• YOUR INSTRUCTIONS
Only those lines in the data below from the line containing "Would you please tag the dried" through the line containing "Would you please tag the bird's head", both included, should be restated word for word.

════════════════════

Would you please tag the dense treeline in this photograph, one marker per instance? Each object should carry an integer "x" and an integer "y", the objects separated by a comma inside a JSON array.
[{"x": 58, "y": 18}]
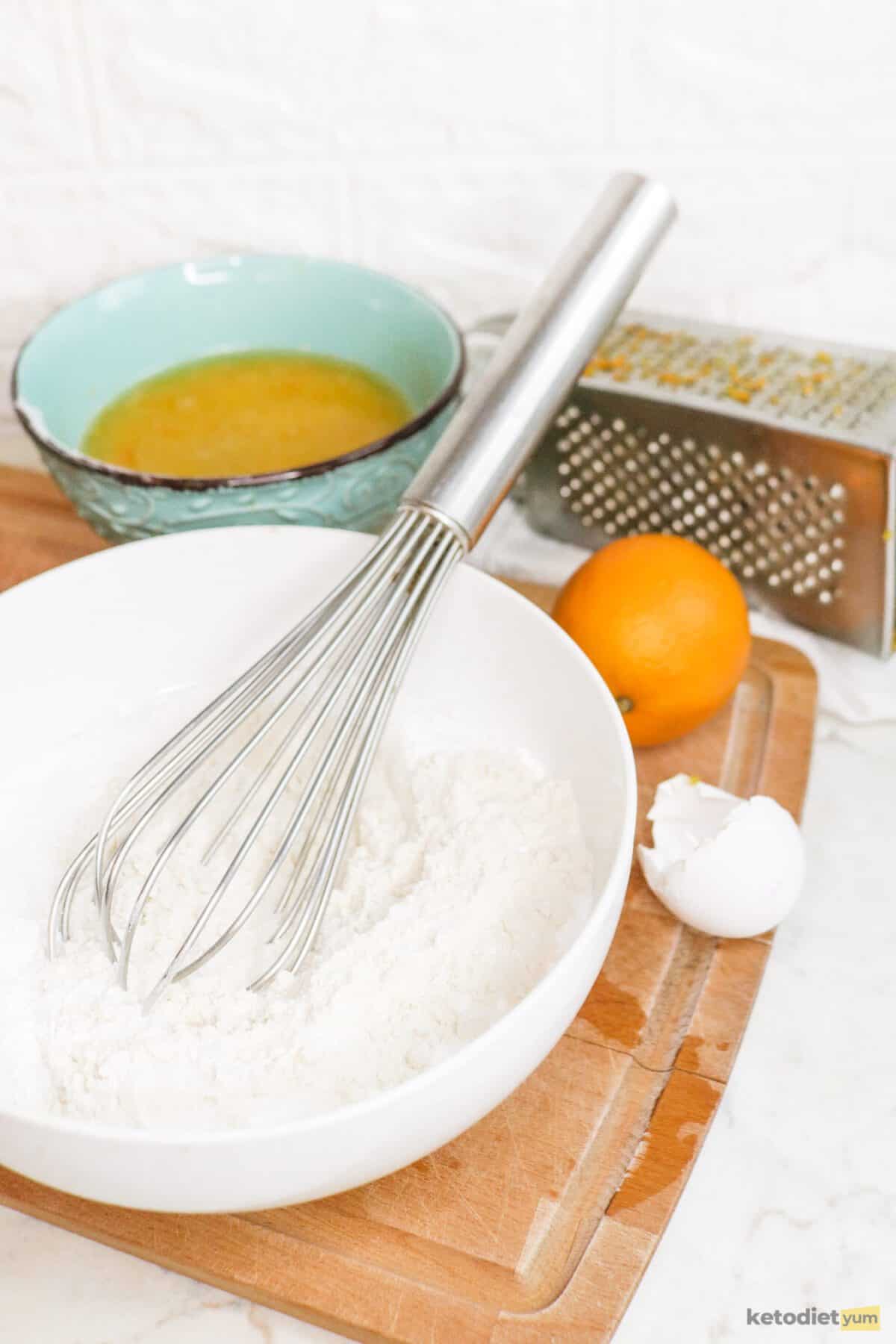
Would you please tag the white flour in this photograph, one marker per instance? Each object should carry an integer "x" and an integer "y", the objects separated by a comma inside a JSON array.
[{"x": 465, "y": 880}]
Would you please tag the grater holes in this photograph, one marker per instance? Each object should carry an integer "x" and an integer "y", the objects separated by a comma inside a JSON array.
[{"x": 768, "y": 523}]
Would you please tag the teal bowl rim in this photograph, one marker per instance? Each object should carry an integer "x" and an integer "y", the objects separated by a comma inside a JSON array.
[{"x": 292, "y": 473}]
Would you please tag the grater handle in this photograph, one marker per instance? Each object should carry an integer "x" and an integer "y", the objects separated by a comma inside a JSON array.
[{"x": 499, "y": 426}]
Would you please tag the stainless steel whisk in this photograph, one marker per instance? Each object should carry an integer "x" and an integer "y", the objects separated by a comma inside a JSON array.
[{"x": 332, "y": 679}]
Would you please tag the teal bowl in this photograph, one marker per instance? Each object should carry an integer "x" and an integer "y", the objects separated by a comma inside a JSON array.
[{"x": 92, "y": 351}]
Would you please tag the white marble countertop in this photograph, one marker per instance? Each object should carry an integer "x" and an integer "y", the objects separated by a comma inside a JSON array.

════════════════════

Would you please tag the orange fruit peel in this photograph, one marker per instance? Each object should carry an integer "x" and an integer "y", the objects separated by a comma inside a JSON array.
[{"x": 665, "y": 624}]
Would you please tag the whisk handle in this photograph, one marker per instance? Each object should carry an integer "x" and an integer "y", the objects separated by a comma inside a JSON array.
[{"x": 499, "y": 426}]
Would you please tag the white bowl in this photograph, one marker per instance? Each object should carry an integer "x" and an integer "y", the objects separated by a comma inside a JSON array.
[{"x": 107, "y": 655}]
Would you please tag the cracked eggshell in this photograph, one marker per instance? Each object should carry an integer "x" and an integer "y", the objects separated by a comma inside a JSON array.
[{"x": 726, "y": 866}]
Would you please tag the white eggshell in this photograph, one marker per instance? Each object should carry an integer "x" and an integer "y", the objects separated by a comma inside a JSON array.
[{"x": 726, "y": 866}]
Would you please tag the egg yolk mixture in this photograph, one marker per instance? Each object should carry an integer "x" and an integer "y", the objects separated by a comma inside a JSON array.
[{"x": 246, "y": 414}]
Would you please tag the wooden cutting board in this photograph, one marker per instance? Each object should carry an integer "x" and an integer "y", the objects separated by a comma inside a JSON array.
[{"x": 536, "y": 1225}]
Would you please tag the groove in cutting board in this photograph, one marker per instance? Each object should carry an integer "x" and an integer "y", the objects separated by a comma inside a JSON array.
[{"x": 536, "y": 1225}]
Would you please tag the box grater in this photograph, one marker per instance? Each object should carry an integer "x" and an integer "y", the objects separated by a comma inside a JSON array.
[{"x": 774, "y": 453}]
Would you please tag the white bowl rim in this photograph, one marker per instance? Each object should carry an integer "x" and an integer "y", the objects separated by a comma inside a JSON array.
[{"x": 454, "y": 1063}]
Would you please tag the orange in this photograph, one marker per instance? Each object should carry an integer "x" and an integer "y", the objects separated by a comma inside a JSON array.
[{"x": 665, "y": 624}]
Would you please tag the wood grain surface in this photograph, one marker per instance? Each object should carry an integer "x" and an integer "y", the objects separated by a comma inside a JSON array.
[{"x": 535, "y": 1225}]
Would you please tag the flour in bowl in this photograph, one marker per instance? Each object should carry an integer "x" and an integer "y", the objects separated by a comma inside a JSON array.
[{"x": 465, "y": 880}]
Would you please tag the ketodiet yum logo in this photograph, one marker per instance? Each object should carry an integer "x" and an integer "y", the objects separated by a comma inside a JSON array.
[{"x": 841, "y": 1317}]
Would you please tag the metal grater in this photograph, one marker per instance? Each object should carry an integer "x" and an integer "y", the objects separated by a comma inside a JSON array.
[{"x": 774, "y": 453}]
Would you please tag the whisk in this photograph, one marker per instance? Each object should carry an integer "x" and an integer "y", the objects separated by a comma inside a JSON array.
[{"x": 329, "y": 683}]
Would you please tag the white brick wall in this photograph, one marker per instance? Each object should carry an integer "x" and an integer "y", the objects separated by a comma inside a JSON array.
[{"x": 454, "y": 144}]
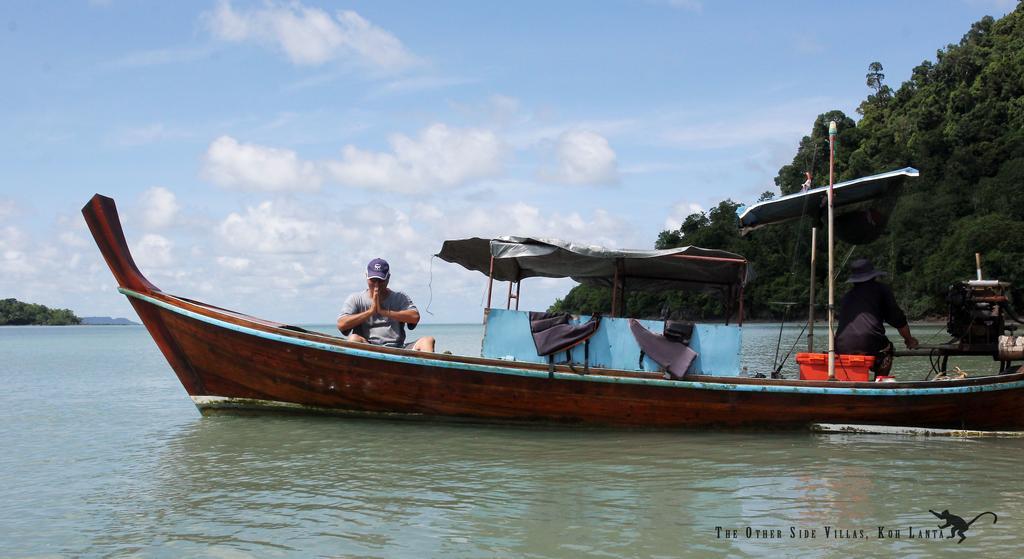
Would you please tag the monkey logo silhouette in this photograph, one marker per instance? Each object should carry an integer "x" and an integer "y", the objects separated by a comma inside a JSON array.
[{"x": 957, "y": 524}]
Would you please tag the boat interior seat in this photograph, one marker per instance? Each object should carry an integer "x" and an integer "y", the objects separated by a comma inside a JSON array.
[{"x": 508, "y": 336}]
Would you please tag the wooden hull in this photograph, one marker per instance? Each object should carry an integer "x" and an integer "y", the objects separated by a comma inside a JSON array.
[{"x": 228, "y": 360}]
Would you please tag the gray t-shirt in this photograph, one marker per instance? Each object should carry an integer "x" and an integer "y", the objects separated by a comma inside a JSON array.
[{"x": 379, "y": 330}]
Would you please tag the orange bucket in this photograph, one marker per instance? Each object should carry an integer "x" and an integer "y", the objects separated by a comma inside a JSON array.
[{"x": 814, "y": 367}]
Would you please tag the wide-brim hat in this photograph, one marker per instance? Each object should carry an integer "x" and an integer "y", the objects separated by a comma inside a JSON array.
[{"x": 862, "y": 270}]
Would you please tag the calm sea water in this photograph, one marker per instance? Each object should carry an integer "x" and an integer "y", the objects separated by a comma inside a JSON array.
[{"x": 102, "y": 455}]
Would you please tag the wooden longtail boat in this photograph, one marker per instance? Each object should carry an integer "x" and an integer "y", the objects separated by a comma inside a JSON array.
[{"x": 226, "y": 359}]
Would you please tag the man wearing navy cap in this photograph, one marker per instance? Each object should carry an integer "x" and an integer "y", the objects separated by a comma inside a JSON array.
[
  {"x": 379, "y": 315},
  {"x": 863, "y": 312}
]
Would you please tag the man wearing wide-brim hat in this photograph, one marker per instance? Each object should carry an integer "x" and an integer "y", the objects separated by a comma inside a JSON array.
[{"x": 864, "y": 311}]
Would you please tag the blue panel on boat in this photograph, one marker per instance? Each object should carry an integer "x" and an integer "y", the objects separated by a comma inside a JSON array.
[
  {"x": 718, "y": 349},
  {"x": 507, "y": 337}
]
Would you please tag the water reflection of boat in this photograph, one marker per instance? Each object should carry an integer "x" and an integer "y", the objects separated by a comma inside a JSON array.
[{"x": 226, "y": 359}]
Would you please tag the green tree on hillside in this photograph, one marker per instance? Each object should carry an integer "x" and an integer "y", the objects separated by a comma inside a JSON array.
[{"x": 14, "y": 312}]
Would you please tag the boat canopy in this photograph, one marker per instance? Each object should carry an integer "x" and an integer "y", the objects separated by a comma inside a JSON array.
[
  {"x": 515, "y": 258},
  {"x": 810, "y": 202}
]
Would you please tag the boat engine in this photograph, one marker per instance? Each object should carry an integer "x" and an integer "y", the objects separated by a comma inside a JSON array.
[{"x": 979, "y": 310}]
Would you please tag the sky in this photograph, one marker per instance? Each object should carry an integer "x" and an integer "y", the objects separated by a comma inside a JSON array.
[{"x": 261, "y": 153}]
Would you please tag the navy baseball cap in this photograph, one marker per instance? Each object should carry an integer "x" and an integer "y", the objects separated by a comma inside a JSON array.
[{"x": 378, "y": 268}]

════════════════════

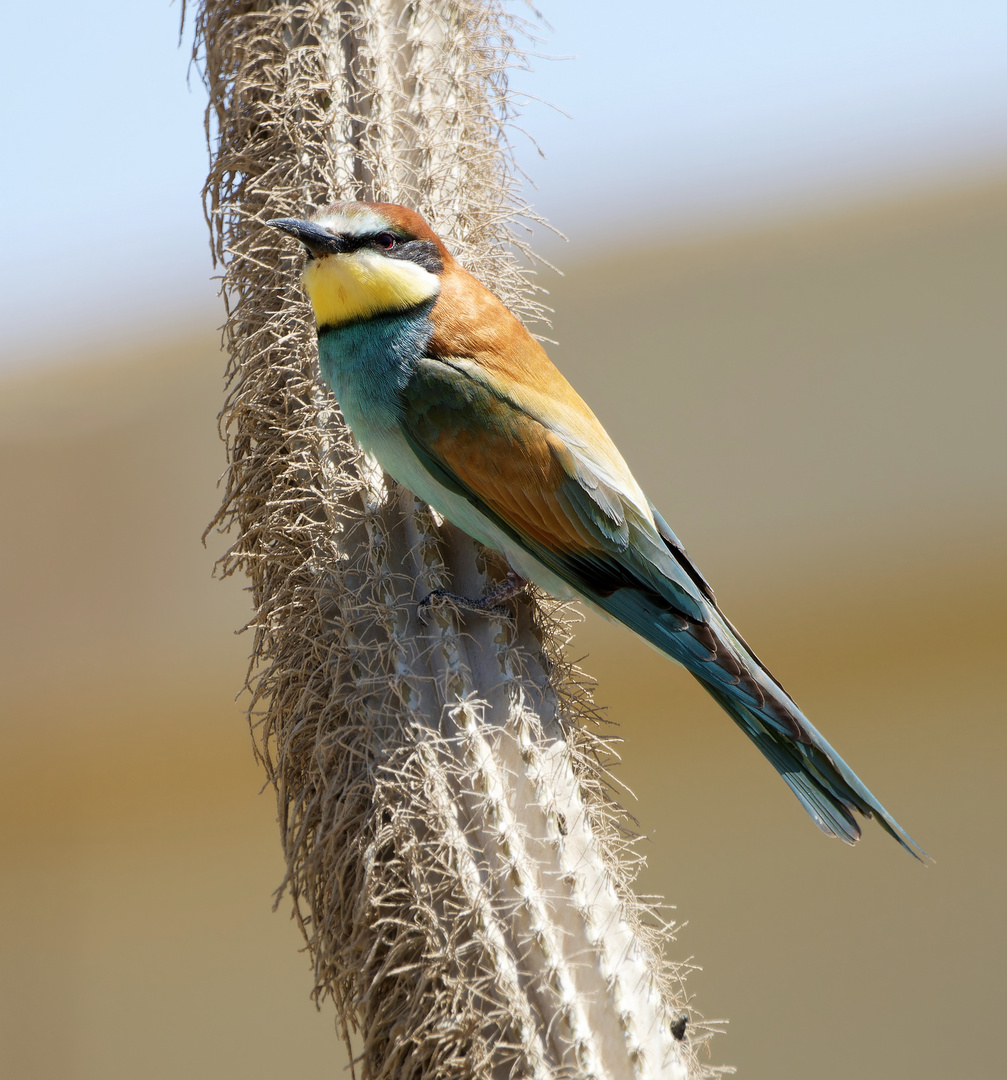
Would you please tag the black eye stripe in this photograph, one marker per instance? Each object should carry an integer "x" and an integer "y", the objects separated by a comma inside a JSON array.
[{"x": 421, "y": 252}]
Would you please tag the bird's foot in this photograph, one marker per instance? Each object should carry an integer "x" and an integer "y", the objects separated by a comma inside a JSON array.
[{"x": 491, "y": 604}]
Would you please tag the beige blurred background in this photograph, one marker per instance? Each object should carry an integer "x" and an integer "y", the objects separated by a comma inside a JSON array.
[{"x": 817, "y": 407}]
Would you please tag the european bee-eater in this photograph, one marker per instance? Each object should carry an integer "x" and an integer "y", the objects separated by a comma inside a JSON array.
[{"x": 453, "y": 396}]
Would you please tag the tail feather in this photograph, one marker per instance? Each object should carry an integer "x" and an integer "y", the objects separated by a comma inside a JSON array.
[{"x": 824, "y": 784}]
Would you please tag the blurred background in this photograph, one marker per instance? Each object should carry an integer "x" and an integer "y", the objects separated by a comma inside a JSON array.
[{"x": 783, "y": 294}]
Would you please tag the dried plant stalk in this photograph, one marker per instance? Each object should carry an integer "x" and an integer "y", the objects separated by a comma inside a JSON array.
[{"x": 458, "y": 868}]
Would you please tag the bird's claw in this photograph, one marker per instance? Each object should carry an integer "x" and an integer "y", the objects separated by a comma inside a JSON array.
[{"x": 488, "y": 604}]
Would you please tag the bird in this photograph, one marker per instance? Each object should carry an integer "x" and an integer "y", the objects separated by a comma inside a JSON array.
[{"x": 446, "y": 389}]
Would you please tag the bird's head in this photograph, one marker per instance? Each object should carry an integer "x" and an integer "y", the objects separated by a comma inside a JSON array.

════════════════════

• COMPLETED EXERCISE
Would you please tag the dried plant stalk in this photograph, one marker per instance? Each object should carry an integer "x" and an integer "y", the objects separated by a comma inside a JSON array.
[{"x": 458, "y": 868}]
Would you please tag the bird's claw in this photograph, one marker per instance? Each object should carry an integer "x" and an integer "y", the objects separated by a comma inside a JSON array.
[{"x": 488, "y": 604}]
Would you please tag the bird in this photograph, one marker per instance? Each object should carry an integer "x" and an integer "y", the objects separated by a comma inside a JSON array.
[{"x": 446, "y": 389}]
Would you please tag the bird's head in this photograph, one marker per instance? Each object should carry an integer "x" and an integer "y", the objects separated by a comma inside a JSON array.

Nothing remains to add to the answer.